Given text:
##############################
Hi Yuri:

There are a couple ways to deal with the situation(s) you describe, which can 
be used together.

1.      You can set options on the socket to change ZMQ’s default reconnection 
algorithm:

ZMQ_RECONNECT_STOP_CONN_REFUSED
ZMQ_RECONNECT_STOP_HANDSHAKE_FAILED
ZMQ_RECONNECT_STOP_AFTER_DISCONNECT

These options were introduced in ZMQ 4.3.3.  Unfortunately, these options are 
in DRAFT mode and are not documented on the ZeroMQ website.  You can find out 
more by checking out the PR's that introduced these options:  
https://github.com/zeromq/libzmq/pull/3960 
<https://github.com/zeromq/libzmq/pull/3960>, 
https://github.com/zeromq/libzmq/pull/3831 
<https://github.com/zeromq/libzmq/pull/3831> 

2.         You can use the socket monitor API to be notified of low-level 
events that take place on the socket: 
http://api.zeromq.org/master:zmq-socket-monitor 
<http://api.zeromq.org/master:zmq-socket-monitor>.  The downside of this 
approach is that socket events are asynchronous — several of the events 
document this, e.g., “there is no guarantee that the FD is still valid by the 
time your code receives this event”.

Hope this helps.

Bill


> On Sep 27, 2022, at 5:09 PM, Yuri <[email protected]> wrote:
> 
> The code below successfully "connects" to a bogus host and then waits for 
> response, when in reality the connect(2) call returned errno 36 (Operation 
> now in progress) and connection wasn't successful.
> 
> This behavior hides the real problem: inability to connect to a host.
> 
> The correct behavior for a non-blocking socket would be to wait for 
> connection to complete or fail, but this doesn't happen for some reason.
##############################
Given entries:
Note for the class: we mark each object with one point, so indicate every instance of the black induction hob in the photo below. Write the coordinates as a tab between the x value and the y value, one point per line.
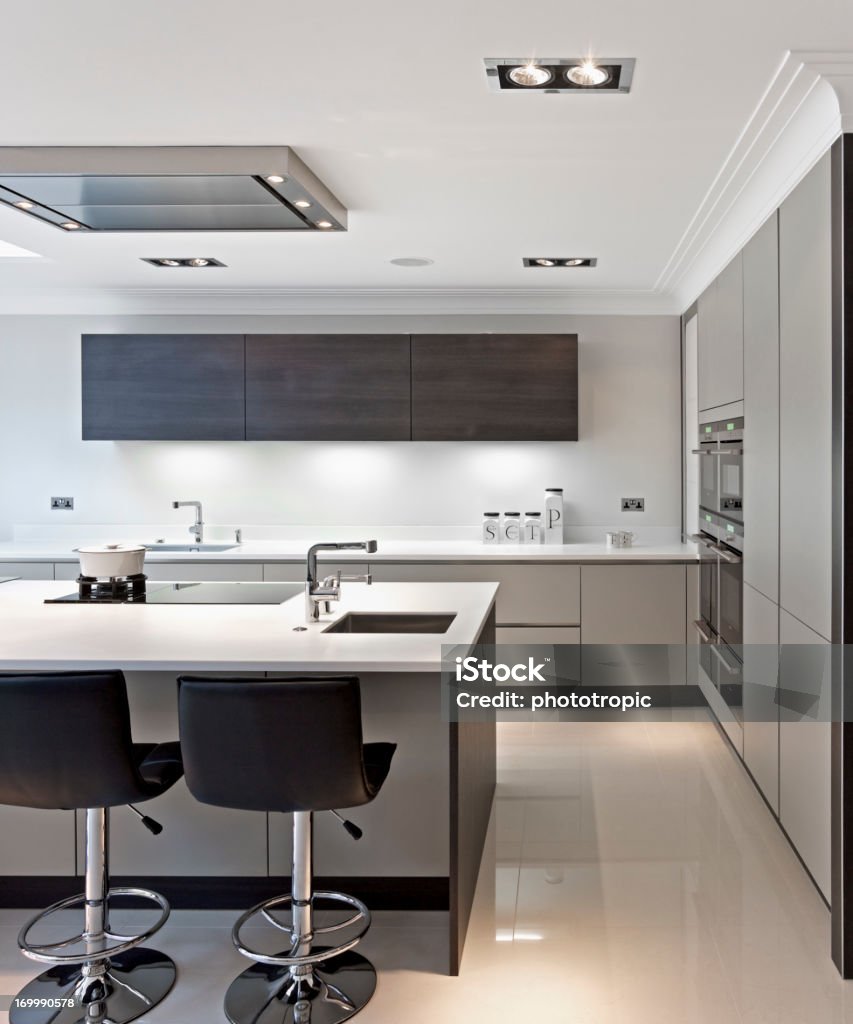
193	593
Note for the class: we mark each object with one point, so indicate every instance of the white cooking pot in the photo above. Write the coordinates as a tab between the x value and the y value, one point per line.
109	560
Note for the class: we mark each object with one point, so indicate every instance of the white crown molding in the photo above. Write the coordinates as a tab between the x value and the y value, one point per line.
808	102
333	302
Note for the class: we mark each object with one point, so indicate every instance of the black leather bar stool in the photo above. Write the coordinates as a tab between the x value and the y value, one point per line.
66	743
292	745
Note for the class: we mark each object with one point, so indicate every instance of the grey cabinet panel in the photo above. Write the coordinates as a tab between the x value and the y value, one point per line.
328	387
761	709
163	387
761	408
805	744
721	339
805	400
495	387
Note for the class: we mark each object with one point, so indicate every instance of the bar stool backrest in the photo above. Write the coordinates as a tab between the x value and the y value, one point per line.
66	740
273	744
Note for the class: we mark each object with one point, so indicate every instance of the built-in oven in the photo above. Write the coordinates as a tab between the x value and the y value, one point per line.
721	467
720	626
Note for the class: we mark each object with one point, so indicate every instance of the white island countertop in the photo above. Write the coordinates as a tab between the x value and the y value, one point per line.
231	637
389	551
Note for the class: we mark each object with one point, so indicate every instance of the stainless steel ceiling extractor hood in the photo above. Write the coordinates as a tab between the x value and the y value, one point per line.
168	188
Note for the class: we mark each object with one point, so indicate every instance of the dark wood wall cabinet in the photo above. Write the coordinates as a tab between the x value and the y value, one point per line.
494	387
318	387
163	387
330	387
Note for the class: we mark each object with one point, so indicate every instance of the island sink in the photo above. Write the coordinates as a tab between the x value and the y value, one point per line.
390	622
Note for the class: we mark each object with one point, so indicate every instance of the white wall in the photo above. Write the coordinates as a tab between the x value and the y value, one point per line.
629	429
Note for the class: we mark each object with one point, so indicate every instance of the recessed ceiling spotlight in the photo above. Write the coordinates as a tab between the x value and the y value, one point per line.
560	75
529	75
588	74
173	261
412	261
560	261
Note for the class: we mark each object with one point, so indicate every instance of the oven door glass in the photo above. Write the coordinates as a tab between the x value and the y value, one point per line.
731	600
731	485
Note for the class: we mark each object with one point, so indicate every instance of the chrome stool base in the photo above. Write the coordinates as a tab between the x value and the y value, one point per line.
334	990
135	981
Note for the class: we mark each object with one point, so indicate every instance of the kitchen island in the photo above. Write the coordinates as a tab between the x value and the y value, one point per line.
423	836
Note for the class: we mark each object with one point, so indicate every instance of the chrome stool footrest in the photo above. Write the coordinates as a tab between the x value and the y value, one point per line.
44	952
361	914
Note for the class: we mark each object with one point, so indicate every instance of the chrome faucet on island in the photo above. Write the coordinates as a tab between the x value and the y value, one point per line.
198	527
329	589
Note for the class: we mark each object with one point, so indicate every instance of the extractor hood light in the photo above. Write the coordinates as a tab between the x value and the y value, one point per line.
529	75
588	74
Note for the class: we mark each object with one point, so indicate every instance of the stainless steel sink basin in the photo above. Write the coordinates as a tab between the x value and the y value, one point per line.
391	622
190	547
##############################
Required tasks:
[1] According to the ZeroMQ reconnection email, in which version of ZMQ were the reconnection-stop options first introduced?
[2] Carry on the ZeroMQ reconnection email from its final sentence onward.
The entries were taken from a separate source.

Exercise answers:
[1] They were introduced in ZMQ 4.3.3.

[2]
> 
> 
> The situation is worse when the host is changed to localhost, when it is 
> known that this port is closed. This program still waits forever, when the 
> correct behavior is to fail with 'Connection refused'.
> 
> 
> It appears that libzmq sets the O_NONBLOCK option on all sockets, which 
> causes such behavior.
> 
> How to change the socket back to the blocking mode such that 'connect' would 
> behave the same way as the original POSIX connect(2) call would in the 
> blocking mode?
> 
> 
> I also believe that the behavior described above constitutes a bug in libzmq. 
> The connect call should time out after some number of seconds and should fail 
> with 'Timeout expired while trying to connect to xx' or 'Connection refused'.
> 
> 
> 
> Thanks,
> 
> Yuri
> 
> 
> 
> 
> 
> ---begin code---
> 
> import zmq
> 
> bogus_address = "1.2.3.4:17882"
> 
> context = zmq.Context()
> socket = context.socket(zmq.REQ)
> 
> print("connecting to bogus address: "+bogus_address)
> res = socket.connect("tcp://%s" % (bogus_address))
> print("connected to bogus address")
> 
> print("sending string...")
> socket.send_string("something")
> print("sent string")
> 
> print("waiting for acknowledgement")
> socket.recv(4096)
> print("acknowledgement arrived")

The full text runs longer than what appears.